_Tasks_
(1) Duplicate the stretch of the Lache Seastrunk article from "Career history" through "2014 NFL draft.".
(2) According to the Lache Seastrunk article, in which round of the 2014 NFL draft, and at what overall pick, was he selected?
(3) Name every team in the career history of the Lache Seastrunk article that is marked with an asterisk.

(Given text Opens)

Personal information
- Born: July 29, 1991 (age 35) Temple, Texas, U.S.
- Listed height: 5 ft 10 in (1.78 m)
- Listed weight: 210 lb (95 kg)

Career information
- High school: Temple (TX)
- College: Baylor
- NFL draft: 2014: 6th round, 186th overall pick

Career history
- Washington Redskins (2014)*; Carolina Panthers (2014)*; Tennessee Titans (2014–2015)*; Dallas Cowboys (2015)*; Calgary Stampeders (2016)*; Saskatchewan Roughriders (2016)*; New York Jets (2016)*; CenTex Cavalry (2017); Winnipeg Blue Bombers (2017)*;
- * Offseason or practice squad member only

Awards and highlights
- First-team All-Big 12 (2013); Big 12 Offensive Newcomer of the Year (2012);
- Stats at Pro Football Reference

= Lache Seastrunk =

American football player (born 1991)

Lache J. Seastrunk (pronounced /'leik/; born July 29, 1991) is an American former professional football running back. He played college football at Baylor. Seastrunk was selected by the Washington Redskins in the sixth round of the 2014 NFL draft.

==Early life==
A native of Temple, Texas, Seastrunk attended Temple High School, where he finished his high school career with 4,127 yards and 52 touchdowns. He was a 2009 USA Today All-USA selection. Regarded as a five-star prospect by Rivals.com, he was listed as the No. 3 running back in the class of 2010. He played in the 2010 U.S. Army All-American Bowl. He chose Oregon over Auburn among others.

The process of his recruitment was part of a 27-month NCAA investigation into alleged recruiting rules violations by Oregon in using a middleman, Willie Lyles, to secure both Seastrunk and LaMichael James for the Ducks; the results were three years' probation and taking away of three scholarships.

Seastrunk was also a standout track athlete, he has personal bests of 10.50 seconds in the 100 meters and 6.60 meters in long jump during his preparatory track career. He clocked at 10.64 in the 100 meters as a sophomore and won the district meet that same year with a time of 10.77 seconds. He broke three Temple High School records (100 meters, 400 meters and long jump) as a 13-year-old eighth-grader.

==College career==
Seastrunk attended the University of Oregon for his freshman year. On August 20, 2011 it was reported that Seastrunk was granted a release from Oregon with plans to transfer to Baylor University.

Before the end of the 2012 season, Seastrunk predicted he would win the Heisman Trophy next year and said "I know I am the best back in the country." Seastrunk finished the season with 1,012 yards on 131 carries but averaged 138.2 yards per game and scored five touchdowns during Baylor's 4-1 run to end the season. He did not win the Heisman Trophy.

(Given text Closes)
(Data to examine Opens)

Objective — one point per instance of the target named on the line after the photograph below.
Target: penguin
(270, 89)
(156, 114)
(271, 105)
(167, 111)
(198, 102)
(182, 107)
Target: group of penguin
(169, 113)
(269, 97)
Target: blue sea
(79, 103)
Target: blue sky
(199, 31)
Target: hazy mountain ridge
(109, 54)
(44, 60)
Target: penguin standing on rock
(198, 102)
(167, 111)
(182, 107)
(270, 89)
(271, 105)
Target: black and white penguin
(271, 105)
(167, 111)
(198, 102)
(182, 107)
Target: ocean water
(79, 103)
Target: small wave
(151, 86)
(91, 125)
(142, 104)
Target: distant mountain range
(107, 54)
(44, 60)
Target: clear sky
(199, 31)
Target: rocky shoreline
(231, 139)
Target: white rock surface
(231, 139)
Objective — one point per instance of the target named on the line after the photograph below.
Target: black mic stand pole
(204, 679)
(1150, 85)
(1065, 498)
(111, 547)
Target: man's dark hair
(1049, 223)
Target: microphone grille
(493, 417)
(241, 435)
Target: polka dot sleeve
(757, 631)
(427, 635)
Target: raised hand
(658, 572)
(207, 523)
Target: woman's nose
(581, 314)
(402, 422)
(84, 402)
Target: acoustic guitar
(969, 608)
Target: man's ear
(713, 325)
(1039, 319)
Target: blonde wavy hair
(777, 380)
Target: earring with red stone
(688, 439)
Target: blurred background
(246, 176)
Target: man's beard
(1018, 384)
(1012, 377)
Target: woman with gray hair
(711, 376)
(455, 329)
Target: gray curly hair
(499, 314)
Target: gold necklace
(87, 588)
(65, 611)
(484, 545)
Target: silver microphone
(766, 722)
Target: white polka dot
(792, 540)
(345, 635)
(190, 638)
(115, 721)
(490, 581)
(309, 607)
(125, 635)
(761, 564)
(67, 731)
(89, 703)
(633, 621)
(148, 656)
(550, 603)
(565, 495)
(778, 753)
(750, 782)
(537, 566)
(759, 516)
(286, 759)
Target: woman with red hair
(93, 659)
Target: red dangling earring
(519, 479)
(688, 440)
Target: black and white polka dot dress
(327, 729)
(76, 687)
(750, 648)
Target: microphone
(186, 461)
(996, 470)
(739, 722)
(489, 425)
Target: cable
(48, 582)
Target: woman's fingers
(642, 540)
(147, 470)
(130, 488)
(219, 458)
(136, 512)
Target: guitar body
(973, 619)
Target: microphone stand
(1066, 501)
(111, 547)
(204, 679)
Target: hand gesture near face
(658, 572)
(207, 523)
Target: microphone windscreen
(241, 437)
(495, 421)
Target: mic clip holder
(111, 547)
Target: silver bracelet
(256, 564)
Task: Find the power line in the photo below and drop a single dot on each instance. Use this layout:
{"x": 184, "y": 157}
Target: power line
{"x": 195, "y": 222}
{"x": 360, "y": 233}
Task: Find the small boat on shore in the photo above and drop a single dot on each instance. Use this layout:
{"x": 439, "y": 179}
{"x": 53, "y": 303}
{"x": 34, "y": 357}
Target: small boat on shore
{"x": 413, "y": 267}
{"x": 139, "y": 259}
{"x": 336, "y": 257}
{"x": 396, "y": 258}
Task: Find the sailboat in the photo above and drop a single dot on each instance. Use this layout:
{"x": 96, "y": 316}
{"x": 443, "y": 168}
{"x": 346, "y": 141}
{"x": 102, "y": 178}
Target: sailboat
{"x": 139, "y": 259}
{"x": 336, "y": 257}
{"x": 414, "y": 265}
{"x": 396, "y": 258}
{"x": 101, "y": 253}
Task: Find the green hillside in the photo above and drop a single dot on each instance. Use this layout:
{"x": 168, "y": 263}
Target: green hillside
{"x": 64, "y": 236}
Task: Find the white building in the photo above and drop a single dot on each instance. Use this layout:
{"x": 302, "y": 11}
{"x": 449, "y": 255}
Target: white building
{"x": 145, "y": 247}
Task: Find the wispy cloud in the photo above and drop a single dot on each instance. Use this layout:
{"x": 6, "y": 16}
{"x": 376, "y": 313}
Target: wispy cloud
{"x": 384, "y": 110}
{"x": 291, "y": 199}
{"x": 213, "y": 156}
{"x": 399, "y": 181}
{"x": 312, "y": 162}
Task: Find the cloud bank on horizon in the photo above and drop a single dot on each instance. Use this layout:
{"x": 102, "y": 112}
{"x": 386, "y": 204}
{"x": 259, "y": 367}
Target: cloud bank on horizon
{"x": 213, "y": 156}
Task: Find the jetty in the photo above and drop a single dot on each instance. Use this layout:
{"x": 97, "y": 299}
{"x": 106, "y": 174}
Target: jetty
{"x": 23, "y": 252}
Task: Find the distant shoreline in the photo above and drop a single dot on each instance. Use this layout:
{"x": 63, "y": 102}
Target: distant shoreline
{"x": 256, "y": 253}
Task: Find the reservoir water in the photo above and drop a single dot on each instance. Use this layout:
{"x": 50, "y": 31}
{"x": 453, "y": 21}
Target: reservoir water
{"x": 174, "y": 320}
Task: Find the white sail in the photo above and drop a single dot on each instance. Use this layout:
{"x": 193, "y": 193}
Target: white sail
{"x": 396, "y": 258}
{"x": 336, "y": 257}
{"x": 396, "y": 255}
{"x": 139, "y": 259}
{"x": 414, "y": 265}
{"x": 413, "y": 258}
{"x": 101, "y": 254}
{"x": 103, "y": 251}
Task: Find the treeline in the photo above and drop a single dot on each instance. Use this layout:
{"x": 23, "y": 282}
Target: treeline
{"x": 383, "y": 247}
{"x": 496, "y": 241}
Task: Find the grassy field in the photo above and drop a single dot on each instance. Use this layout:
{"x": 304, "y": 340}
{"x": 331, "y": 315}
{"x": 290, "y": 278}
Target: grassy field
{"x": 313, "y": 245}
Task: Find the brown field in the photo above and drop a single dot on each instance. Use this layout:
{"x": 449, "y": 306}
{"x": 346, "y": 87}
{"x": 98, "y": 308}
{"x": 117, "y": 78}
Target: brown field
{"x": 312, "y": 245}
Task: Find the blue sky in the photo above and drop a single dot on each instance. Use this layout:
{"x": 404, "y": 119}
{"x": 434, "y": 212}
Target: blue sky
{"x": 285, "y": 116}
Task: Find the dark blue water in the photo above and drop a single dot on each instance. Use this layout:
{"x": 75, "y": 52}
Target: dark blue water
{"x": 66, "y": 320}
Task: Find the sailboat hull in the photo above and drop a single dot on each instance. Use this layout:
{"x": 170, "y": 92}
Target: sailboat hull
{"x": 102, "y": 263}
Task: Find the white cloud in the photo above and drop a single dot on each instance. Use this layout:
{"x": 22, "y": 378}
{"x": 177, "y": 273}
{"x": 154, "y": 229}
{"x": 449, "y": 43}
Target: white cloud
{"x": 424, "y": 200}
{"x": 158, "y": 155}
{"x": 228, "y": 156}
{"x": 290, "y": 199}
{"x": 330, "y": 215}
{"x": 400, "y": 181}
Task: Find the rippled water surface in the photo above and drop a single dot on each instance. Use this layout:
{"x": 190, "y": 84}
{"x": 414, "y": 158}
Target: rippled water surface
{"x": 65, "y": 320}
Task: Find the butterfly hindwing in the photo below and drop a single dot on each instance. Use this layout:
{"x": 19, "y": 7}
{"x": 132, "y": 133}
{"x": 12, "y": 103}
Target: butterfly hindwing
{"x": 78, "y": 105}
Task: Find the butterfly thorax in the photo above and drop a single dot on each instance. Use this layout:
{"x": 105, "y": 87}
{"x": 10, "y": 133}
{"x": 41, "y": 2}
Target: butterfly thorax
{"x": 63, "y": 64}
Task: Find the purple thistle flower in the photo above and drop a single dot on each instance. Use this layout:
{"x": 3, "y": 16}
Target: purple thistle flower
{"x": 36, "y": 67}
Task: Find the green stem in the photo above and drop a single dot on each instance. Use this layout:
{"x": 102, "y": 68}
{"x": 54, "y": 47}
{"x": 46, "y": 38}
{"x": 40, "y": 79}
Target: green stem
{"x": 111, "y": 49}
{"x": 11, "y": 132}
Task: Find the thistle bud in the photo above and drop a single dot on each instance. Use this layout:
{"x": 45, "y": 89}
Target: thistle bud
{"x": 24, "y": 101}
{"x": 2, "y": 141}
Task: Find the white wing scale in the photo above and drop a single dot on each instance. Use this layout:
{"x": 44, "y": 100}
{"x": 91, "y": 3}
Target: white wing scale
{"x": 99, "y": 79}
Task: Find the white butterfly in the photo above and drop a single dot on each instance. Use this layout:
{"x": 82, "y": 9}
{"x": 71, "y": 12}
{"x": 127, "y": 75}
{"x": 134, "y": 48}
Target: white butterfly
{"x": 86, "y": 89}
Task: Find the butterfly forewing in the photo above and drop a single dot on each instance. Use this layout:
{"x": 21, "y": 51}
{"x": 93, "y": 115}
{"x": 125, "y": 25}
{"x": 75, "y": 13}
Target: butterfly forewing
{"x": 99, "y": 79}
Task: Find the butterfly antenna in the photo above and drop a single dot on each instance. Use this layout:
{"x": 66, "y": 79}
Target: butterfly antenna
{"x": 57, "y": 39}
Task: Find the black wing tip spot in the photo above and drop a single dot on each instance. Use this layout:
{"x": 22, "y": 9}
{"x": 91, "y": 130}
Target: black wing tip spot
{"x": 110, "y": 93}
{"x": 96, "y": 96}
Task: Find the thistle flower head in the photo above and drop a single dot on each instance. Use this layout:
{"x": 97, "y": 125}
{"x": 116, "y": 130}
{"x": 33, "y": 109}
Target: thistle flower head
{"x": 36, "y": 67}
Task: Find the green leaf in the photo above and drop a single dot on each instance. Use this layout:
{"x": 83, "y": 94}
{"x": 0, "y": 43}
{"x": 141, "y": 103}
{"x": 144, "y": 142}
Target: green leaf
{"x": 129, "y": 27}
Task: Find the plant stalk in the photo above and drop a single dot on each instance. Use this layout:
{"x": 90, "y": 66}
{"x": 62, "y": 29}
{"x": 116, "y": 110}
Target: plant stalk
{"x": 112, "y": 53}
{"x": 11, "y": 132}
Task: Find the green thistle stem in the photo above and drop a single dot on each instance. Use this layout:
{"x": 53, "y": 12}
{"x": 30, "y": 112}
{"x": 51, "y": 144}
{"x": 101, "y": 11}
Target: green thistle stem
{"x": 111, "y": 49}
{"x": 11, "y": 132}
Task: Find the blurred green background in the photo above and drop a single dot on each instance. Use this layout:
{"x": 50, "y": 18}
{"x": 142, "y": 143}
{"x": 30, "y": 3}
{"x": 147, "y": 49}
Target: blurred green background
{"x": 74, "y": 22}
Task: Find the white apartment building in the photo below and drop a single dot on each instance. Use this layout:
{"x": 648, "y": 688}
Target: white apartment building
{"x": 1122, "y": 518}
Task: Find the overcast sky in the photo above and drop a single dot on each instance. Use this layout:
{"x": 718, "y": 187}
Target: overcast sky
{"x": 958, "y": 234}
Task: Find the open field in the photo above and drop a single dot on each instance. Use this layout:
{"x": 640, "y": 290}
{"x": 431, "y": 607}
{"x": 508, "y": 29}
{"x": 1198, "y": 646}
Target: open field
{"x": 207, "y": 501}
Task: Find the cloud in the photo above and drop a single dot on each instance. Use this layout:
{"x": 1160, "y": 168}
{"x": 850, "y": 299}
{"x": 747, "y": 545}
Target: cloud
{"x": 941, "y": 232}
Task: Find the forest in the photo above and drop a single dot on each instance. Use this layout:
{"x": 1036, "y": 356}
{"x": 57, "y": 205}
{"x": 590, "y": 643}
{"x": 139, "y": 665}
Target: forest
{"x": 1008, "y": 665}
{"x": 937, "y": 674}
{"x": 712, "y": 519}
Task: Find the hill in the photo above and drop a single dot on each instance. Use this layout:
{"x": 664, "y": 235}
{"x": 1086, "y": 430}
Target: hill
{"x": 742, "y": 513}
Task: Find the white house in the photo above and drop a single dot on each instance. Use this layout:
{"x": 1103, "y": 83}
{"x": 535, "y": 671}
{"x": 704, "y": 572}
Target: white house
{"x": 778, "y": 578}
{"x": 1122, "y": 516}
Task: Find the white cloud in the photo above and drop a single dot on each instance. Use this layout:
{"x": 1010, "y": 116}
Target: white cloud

(Data to examine Closes)

_Task answers_
(1)
Career history
- Washington Redskins (2014)*; Carolina Panthers (2014)*; Tennessee Titans (2014–2015)*; Dallas Cowboys (2015)*; Calgary Stampeders (2016)*; Saskatchewan Roughriders (2016)*; New York Jets (2016)*; CenTex Cavalry (2017); Winnipeg Blue Bombers (2017)*;
- * Offseason or practice squad member only

Awards and highlights
- First-team All-Big 12 (2013); Big 12 Offensive Newcomer of the Year (2012);
- Stats at Pro Football Reference

= Lache Seastrunk =

American football player (born 1991)

Lache J. Seastrunk (pronounced /'leik/; born July 29, 1991) is an American former professional football running back. He played college football at Baylor. Seastrunk was selected by the Washington Redskins in the sixth round of the 2014 NFL draft.

(2) The 6th round, 186th overall pick.

(3)
- Washington Redskins
- Carolina Panthers
- Tennessee Titans
- Dallas Cowboys
- Calgary Stampeders
- Saskatchewan Roughriders
- New York Jets
- Winnipeg Blue Bombers